* Start *

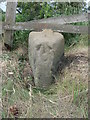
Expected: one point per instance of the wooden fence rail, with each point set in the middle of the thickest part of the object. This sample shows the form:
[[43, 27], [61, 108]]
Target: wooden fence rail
[[41, 26], [60, 24]]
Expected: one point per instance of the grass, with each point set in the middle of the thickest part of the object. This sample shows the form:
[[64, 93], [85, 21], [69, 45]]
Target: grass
[[66, 98]]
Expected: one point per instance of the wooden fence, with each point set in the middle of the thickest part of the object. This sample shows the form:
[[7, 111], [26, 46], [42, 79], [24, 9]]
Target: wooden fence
[[60, 24]]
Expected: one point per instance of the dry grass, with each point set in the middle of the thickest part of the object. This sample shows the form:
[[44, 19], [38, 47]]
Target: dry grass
[[67, 98]]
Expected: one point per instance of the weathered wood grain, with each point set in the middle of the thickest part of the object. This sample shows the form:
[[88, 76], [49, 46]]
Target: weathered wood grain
[[10, 19], [41, 26], [64, 19]]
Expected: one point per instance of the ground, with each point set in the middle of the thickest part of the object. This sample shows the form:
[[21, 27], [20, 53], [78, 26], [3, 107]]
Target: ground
[[66, 98]]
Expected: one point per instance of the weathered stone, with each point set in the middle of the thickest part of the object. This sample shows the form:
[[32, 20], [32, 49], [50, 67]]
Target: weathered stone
[[45, 51]]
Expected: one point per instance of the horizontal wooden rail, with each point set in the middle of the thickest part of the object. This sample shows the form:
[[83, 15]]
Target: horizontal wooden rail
[[41, 26], [64, 19]]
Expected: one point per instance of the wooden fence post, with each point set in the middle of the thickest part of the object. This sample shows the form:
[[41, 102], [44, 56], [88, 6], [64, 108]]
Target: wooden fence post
[[10, 19]]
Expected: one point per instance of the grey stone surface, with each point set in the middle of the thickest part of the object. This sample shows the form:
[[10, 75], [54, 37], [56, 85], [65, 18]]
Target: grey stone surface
[[45, 51]]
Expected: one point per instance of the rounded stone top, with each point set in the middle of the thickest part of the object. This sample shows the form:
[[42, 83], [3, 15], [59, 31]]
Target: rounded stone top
[[47, 35]]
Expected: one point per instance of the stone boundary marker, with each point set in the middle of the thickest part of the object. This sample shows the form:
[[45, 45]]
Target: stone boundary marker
[[45, 50]]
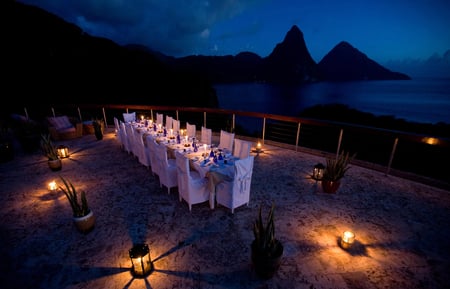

* End *

§ **WHAT TO PRODUCE**
Please retype every line above word for word, leaving the pictures out.

§ **OUTPUT FOR THIS EXERCISE**
Expected: one point per instance of the wooden fence rail, with each point set in the middle of the thickest part of the object. This sample shows the form:
[[43, 27], [61, 108]]
Target: wooden fence rail
[[41, 26], [60, 24]]
Expected: one point per instance of the grass, with each point set in the middle of the thickest part of the object. This sample shows the form:
[[64, 93], [85, 21], [69, 45]]
Target: grass
[[66, 98]]
Expected: one point per instance of the wooden fence, with each point set in the middle of the thickest part of the object. This sample shows the form:
[[7, 111], [26, 46], [42, 79], [24, 9]]
Target: wooden fence
[[60, 24]]
Expected: one point per instance of the dry grass, with each point set in the middle of the thickest part of the object. This sample shows the form:
[[44, 19], [38, 47]]
Target: dry grass
[[67, 98]]
Expected: one point per instance of the weathered wood grain, with each point set in the middle of the thickest part of the object. This sample shows the form:
[[88, 76], [49, 46]]
Target: weathered wood grain
[[10, 19], [41, 26], [64, 19]]
Expected: one point per instance of the ground, with each point set in the middle of the thickest part of the object. This sample shows the form:
[[21, 27], [20, 53], [78, 26], [3, 107]]
Target: ground
[[66, 98]]
Expected: one point per instance of the weathered stone, with each point set in the middle of the thickest part of the object. This sample shows the form:
[[32, 20], [32, 49], [50, 67]]
Target: weathered stone
[[45, 51]]
Expected: one point per instance of the horizontal wooden rail, with each point set in the middle of the thickest part of the object. This sample shows the form:
[[83, 15]]
Target: horizontal wooden rail
[[41, 26], [64, 19]]
Expected: one point per instance of the wooden fence post, with each point set in the middle of the thickest part of the object. This sample shows the form:
[[41, 102], [44, 56], [88, 6], [64, 108]]
Target: wooden fence post
[[10, 19]]
Expected: one point per instance of the grey stone surface, with each point set in the middle of the thickest part of the object. This sample shows the form:
[[10, 75], [54, 37], [56, 85], [65, 18]]
Target: grey stone surface
[[45, 51]]
Expected: one point per instance of the rounded stone top, with each point set in the middle of the thickest part of the object. This sample shows the form:
[[42, 83], [3, 15], [59, 31]]
Target: rounded stone top
[[47, 35]]
Expected: one point per instance of the stone boundary marker, with each point set in the middle of the thickest part of the object. This sample shows the form:
[[45, 45]]
Target: stone boundary marker
[[45, 50]]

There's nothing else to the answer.